▼▼▼
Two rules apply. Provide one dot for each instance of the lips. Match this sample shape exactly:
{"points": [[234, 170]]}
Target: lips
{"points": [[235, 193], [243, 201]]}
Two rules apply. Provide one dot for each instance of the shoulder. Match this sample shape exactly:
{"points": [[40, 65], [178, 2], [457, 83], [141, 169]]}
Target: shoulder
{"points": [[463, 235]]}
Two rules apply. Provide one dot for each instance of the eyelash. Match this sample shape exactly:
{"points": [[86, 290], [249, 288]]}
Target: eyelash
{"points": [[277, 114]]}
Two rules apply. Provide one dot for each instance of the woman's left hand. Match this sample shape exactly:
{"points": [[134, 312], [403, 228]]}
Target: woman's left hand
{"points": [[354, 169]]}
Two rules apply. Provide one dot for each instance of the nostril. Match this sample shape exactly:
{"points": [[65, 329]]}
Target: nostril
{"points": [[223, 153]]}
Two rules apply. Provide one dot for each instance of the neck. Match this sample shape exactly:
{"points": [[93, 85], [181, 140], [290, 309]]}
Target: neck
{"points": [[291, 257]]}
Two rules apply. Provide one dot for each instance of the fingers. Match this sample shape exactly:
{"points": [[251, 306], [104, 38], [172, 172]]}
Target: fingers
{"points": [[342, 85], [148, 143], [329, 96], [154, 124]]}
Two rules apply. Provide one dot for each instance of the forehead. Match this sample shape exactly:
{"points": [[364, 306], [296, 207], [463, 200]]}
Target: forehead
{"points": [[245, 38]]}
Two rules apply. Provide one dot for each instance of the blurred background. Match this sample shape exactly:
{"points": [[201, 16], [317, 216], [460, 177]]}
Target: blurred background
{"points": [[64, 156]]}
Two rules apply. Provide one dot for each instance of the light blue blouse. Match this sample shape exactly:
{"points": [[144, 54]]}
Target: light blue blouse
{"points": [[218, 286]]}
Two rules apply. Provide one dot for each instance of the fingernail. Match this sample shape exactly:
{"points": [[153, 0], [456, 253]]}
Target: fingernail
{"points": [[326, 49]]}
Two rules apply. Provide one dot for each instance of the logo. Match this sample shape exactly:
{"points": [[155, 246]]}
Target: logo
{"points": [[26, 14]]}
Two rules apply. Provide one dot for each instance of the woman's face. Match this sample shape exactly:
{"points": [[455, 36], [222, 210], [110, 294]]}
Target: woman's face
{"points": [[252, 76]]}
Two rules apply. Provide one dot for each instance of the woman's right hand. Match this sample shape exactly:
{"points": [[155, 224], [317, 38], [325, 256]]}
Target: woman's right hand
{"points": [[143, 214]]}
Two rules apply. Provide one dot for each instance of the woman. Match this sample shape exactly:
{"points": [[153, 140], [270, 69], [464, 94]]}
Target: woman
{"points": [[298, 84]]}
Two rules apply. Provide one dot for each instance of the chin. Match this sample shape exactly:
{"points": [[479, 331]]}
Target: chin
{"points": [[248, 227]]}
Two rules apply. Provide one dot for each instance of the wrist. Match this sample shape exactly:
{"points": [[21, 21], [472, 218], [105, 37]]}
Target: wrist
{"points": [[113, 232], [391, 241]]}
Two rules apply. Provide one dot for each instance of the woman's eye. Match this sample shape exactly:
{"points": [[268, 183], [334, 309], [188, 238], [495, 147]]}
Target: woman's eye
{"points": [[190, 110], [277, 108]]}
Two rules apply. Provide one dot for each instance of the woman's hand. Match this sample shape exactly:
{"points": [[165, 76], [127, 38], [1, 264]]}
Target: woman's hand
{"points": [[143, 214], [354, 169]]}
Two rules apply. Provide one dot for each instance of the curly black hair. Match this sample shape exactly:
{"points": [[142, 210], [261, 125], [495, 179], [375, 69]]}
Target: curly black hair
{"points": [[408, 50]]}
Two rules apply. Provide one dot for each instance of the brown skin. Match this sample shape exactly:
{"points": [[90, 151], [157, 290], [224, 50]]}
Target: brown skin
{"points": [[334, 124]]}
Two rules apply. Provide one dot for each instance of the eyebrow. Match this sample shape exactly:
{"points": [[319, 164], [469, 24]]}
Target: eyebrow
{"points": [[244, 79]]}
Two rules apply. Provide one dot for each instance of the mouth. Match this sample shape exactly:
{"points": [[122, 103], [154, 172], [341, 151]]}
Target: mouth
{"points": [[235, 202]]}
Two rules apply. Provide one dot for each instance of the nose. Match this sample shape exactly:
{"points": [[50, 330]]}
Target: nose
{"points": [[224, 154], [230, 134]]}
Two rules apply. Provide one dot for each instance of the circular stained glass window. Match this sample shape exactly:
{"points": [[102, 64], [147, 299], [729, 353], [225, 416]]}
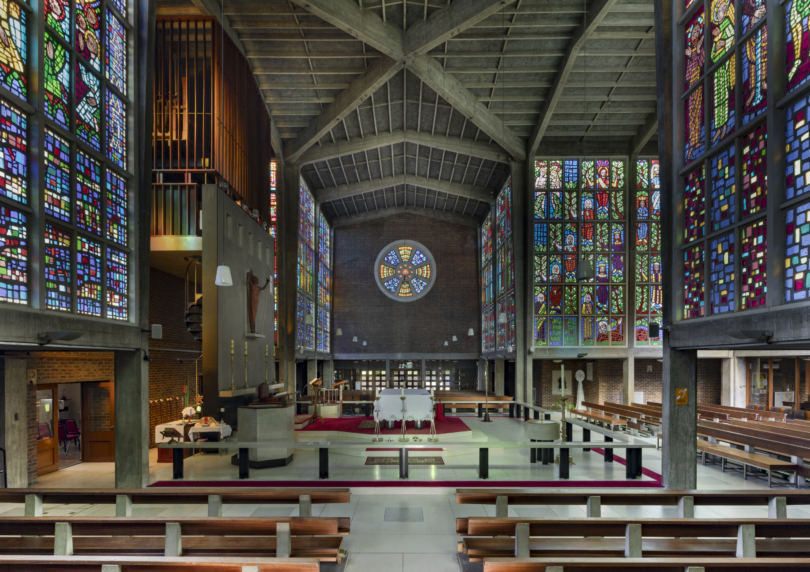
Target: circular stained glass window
▲▲▲
### [Problem to solve]
Leave out the pictures and return every record word for word.

### [Complete response]
Two rules apply. Provide one dot for each instance of the lips. Match this sample shape exactly:
{"points": [[234, 170]]}
Target: lips
{"points": [[235, 193], [243, 201]]}
Two rules apply. Provide one dot for each instance of the shoulder. Match this sample shape exactly:
{"points": [[40, 65], [178, 2], [457, 83], [141, 169]]}
Target: shoulder
{"points": [[463, 235]]}
Two rules apply. Provide one dot for each instance of the eyelash. Match this sample shape exactly:
{"points": [[86, 290], [249, 288]]}
Target: eyelash
{"points": [[277, 114]]}
Two rules apply. Provide one dot for each instance of the woman's left hand. Match this sample shape exactly:
{"points": [[134, 312], [403, 228]]}
Target: woman's left hand
{"points": [[354, 169]]}
Two rules apply. Provide one dot for each instance of the nostril. Match this sample shape exactly:
{"points": [[65, 329]]}
Target: nostril
{"points": [[223, 153]]}
Two rules apply. Provide one dot for each instance of the neck. Match this sample shape exactly:
{"points": [[93, 85], [181, 140], [290, 309]]}
Target: neck
{"points": [[291, 257]]}
Two rules apply. Provide one dot for each instance of the fingers. Match this sample shape exactly:
{"points": [[251, 306], [104, 38], [172, 172]]}
Target: fingers
{"points": [[342, 85], [148, 143], [329, 96], [154, 124]]}
Two rules apply. Provide one dot for each instance of the forehead. Match this sample shape exactly:
{"points": [[364, 306], [296, 207], [463, 200]]}
Target: forehead
{"points": [[245, 38]]}
Two rules apply. Provide one dot for each instance of the blurred background. Match this sample shape exactly:
{"points": [[201, 16], [317, 216], [460, 177]]}
Target: blurred background
{"points": [[64, 156]]}
Two rules apply. Provide one dot for each instance of the light blue blouse. Match this sample shape exactly:
{"points": [[144, 54]]}
Target: light blue blouse
{"points": [[218, 286]]}
Two rules apply. Provide one dot for each instance of the fingernail. Match this sample shape exactly:
{"points": [[153, 0], [456, 253]]}
Target: fingernail
{"points": [[326, 49]]}
Two rules apply. Provide one dot for each instance of the logo. Match this sample shape exactly:
{"points": [[155, 246]]}
Target: logo
{"points": [[26, 14]]}
Two rules apply. Provide one dot for each instance of the woman's face. Match this sample shape exactly:
{"points": [[455, 36], [222, 210], [110, 294]]}
Target: woman's face
{"points": [[252, 76]]}
Two rules apply. Provide one dot for each instance of the woman's right hand. Match this sample shape exactly:
{"points": [[155, 224], [317, 38], [325, 256]]}
Target: woman's right hand
{"points": [[143, 214]]}
Two rules apply. Provide one dot for each instance of the woman. Match this sample shape exactly:
{"points": [[153, 140], [270, 69], [464, 94]]}
Target: woman
{"points": [[298, 84]]}
Two rules apply. Provide one dot for each instance of the chin. Match this sample shape exactly:
{"points": [[479, 331]]}
Target: chin
{"points": [[248, 227]]}
Two rules apply. Provide one dot for each instance of the wrist. Match this sample shape exactly:
{"points": [[21, 21], [472, 218], [105, 37]]}
Target: wrist
{"points": [[113, 232], [391, 241]]}
Two rules apply. Provide one dot for each instance of the woman's eye. Match this sample shape exactly:
{"points": [[268, 183], [334, 309], [188, 238], [495, 147]]}
Target: woman's eye
{"points": [[190, 110], [277, 108]]}
Two rules apply. Provide one dot for each instance of the woman's hand. Match this sample shape exactly:
{"points": [[165, 76], [127, 38], [1, 264]]}
Target: woman's hand
{"points": [[143, 214], [354, 169]]}
Two rules apply. Provide one dot for each instance of the curly black hair. Match this sample shape exactly:
{"points": [[142, 210], [261, 125], [495, 179], [375, 69]]}
Target: curly black hair
{"points": [[408, 50]]}
Two rules apply. Provide one dot for each instance of the brown skin. Match this sample shape exactly:
{"points": [[90, 151], [157, 290], [224, 50]]}
Target: brown skin
{"points": [[334, 124]]}
Two rules apply. Provide one dot for each instance of the eyebrow. Match this sample shape exactly:
{"points": [[319, 164], [469, 24]]}
Target: eyebrow
{"points": [[244, 79]]}
Two rules apply. Provide one dot for each instance of the mouth. Match this sample shape exactly:
{"points": [[122, 103], [154, 172], [341, 151]]}
Target: mouth
{"points": [[235, 202]]}
Two rules apply. Provide one dot for each instance of the nose. Match this sample shape exactly:
{"points": [[50, 330]]}
Target: nose
{"points": [[224, 154], [230, 134]]}
Two rules apply. Provide one dot for each instance of the circular stained glass window. Match this sample shape exactly:
{"points": [[102, 64], [147, 299], [729, 353], [225, 416]]}
Target: circular stained glass window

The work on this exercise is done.